WORK TO COMPLETE:
**A.** According to the passage on SWTOR's earnings, how many years did the game take to develop?
**B.** Echo the passage on SWTOR's earnings word for word, starting with "Now of course" and going on through "darn good investment.".
**C.** Write what follows the passage on SWTOR's earnings, picking up right after its final sentence.

PASSAGE PROVIDED:

^^^^^^^^

The numbrers said sub declined from 1.7 million to 1.4 million, so we'll assume there are 1.7 million box sales at $50, and each subscriber paid for one month at $15/month.

 

65 * 1.7 million = $110.5 millon. Yes not all box sale is pure profit (though digital sales are pure profit) and so on, but if someone asks you to invest $100 million and you'll *only* get an extra $10 million from your base investment back after one month I'd consider this a very good deal. It might not be an impressive ROI (the game took 6 years to develop) but then I'm calculating assuming the game is basically going to die after one month too.

 

 

Now of course in Wall Street a game is judged on expectations. The figures say EA lost like $600 million/year so maybe they thought SWTOR is going to be a cash cow kind of like how WoW's $1 billion/year revenue covers for other game's development costs + flops. Well SWTOR probably isn't going to be the cash cow and no SWTOR developer will be swimming in money anytime soon. So yes SWTOR might be far below expectations in this respect. But if you assume SWTOR eventually turns a revenue of $200 million by the end of the year, and the game took 6 years in development, that's a return of 12% per year which is a pretty darn good investment.

 

To use an analogy, SWTOR would be a guy in the family making a decent income, but his brother took all the money he made and waste it on gambling, and overall the family is in bad shape, and people are saying, 'well if the productive guy in the family made ten times more money they'd be able to afford to waste 90% of it on gambling and still have a money bin to swim in."

^^^^^^^^

INFORMATION PROVIDED:
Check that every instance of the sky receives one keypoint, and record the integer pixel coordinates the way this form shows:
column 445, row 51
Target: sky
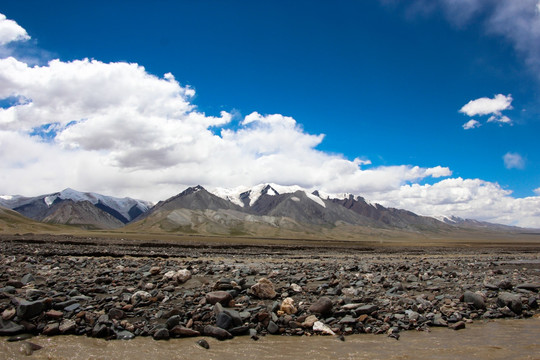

^^^^^^^^

ANSWERS GIVEN:
**A.** Six years.

**B.**
Now of course in Wall Street a game is judged on expectations. The figures say EA lost like $600 million/year so maybe they thought SWTOR is going to be a cash cow kind of like how WoW's $1 billion/year revenue covers for other game's development costs + flops. Well SWTOR probably isn't going to be the cash cow and no SWTOR developer will be swimming in money anytime soon. So yes SWTOR might be far below expectations in this respect. But if you assume SWTOR eventually turns a revenue of $200 million by the end of the year, and the game took 6 years in development, that's a return of 12% per year which is a pretty darn good investment.

**C.**
 

You need to be more encompassing on your ROI for your example. I'll accept the 100 million cost and your other premises, although some are debatable. The ROI needs to be considered over the 6 years it took to complete the project. Depending on the type of project, there can be a large cash infusion to get started then a sharp drop in capital that ramps up as the project approaches completion.

 

So if you broke it out evenly between the 6 years that's 18 million a year. Let's say it was 20 million to get started, and then 5 in the second, 10 in the third, 15 in the fourth, 20 in the fifth and 30 in the sixth. You also have to consider your opportunity loss on that money (What the money could be doing if you had it available).

 

Over 6 years of not having various amounts of money available, when it finally pays off you make the same as if you had invested that same quantity of money at each interval at around 3.25%. Hardly something that is stellar given that there is a moderate risk involved.

 

I get that this is not a great comparison as this is not a fixed value sale when the project completes but rather an initial fixed value sale followed by a revenue stream, so it helps the overall profitability of the project. I am just following your example and the need to consider that it's not really as straight up as you make a 10% profit on your investment.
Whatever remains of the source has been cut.